To do: Reproduce exactly, from the data that follows, the line with "[[25, 347], [73, 451], [272, 441], [205, 295]]", the line with "[[83, 447], [303, 399]]", and every line that lies between them.

Photo-based referring expression data
++++++++++

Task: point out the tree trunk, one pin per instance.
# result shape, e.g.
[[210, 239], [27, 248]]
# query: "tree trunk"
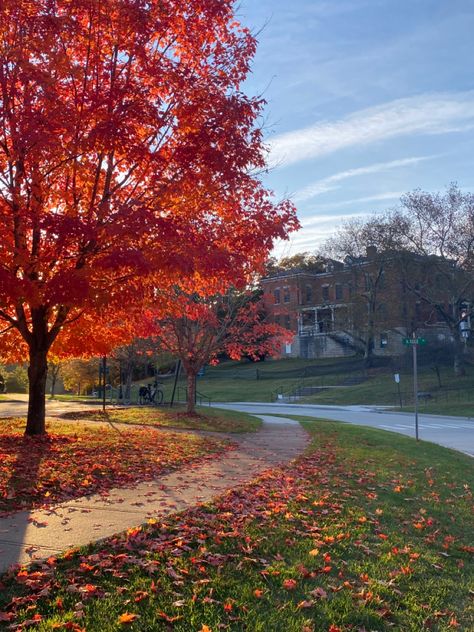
[[37, 373], [128, 381], [191, 395], [459, 360]]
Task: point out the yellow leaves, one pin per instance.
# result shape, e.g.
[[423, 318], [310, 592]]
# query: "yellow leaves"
[[126, 618], [289, 584], [133, 532]]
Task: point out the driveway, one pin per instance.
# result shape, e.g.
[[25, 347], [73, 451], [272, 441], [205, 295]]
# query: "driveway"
[[450, 432]]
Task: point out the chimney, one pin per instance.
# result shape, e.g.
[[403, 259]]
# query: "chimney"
[[371, 252]]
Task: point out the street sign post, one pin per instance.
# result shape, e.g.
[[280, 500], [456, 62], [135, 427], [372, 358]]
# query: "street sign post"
[[414, 342]]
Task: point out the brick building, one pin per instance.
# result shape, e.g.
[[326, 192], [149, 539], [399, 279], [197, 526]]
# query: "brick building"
[[352, 306]]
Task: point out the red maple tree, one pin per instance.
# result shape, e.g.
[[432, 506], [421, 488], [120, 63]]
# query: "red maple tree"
[[127, 161], [199, 329]]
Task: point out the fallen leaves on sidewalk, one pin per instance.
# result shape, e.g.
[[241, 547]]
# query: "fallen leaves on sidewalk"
[[74, 460], [300, 549]]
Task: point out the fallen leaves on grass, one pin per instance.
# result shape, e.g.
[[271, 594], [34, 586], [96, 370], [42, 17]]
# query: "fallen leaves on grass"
[[74, 460], [298, 532]]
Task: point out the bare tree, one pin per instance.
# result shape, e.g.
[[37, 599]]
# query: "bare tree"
[[438, 228], [367, 247]]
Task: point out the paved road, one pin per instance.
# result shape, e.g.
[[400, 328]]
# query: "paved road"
[[451, 432]]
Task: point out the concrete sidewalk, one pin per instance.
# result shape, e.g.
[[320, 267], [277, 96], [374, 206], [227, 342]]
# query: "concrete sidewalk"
[[33, 535]]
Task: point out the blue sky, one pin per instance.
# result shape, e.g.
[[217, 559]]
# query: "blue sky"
[[367, 99]]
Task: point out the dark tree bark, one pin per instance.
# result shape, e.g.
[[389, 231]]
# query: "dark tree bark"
[[54, 370], [459, 359], [191, 395], [37, 373]]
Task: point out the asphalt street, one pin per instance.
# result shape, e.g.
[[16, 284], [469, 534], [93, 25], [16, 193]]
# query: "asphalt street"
[[450, 432]]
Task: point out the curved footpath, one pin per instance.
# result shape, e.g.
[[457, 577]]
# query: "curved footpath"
[[34, 535]]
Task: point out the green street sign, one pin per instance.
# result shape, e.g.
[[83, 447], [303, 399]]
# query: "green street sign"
[[409, 342]]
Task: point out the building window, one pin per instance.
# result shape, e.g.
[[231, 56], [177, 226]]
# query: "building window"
[[382, 280], [367, 281]]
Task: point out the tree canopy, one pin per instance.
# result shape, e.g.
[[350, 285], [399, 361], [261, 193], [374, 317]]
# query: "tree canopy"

++++++++++

Response:
[[25, 347], [73, 451], [272, 441], [205, 295]]
# query: "driveway"
[[450, 432]]
Task: point out the chimney, one pin per instance.
# result shape, e.g.
[[403, 259]]
# query: "chimney"
[[371, 252]]
Task: point out the street sign post, one pin per instance.
# result shape, e.g.
[[280, 500], [456, 62], [135, 427], [372, 358]]
# query: "street sign post"
[[414, 342]]
Task: point out the brick building, one pin per instance.
# result shape, e.g.
[[326, 192], [149, 539], [399, 279], [197, 526]]
# query: "brick building"
[[352, 306]]
Task: point out the red maple tree, one pin per instance.
# result shape, e.g.
[[432, 506], [421, 488], [120, 63]]
# query: "red maple tree"
[[127, 161], [199, 329]]
Task: point out the fallen leaves on sidewalk, one pin per instance.
# result shape, e.g.
[[241, 547]]
# query: "fallen leaves on sidewalk"
[[74, 460], [300, 549]]
Task: point out the fallen leaves on grass, one pin per instance.
# result shape, e.g.
[[271, 594], [34, 586], [96, 370], [42, 17]]
# query: "fallen leaves on grass"
[[74, 460], [298, 532]]
Task: point out the bare tree, one pin per instance.
# result shape, e.g.
[[37, 599]]
# query: "bare tree"
[[438, 228], [367, 247]]
Task: point out the paved road, one pin per instance.
# result shape, e.g.
[[400, 328]]
# query: "paved road"
[[451, 432]]
Task: point out the concrete sidewalk, one pin per instance.
# result shape, e.g.
[[320, 267], [277, 96], [374, 206], [227, 342]]
# query: "concrete sidewalk"
[[33, 535]]
Task: point out the blue sky, one pin per instance.
# result shape, e.g.
[[217, 559]]
# query: "blue sky"
[[367, 99]]
Task: point out the dark tree bark, one pin per instance.
# result shape, e.g.
[[389, 231]]
# query: "dark tree bark"
[[54, 370], [459, 359], [191, 395], [37, 373]]
Task: point out the asphalt street, one pin per instance.
# result shape, e.g.
[[16, 284], [469, 534], [93, 25], [16, 193]]
# query: "asphalt street"
[[450, 432]]
Task: point out the curved footpath, one pin per instance.
# result shape, e.g.
[[457, 577]]
# query: "curved footpath"
[[34, 535]]
Task: point out the green street sign, one pin per instance.
# result shape, e.g.
[[83, 447], [303, 399]]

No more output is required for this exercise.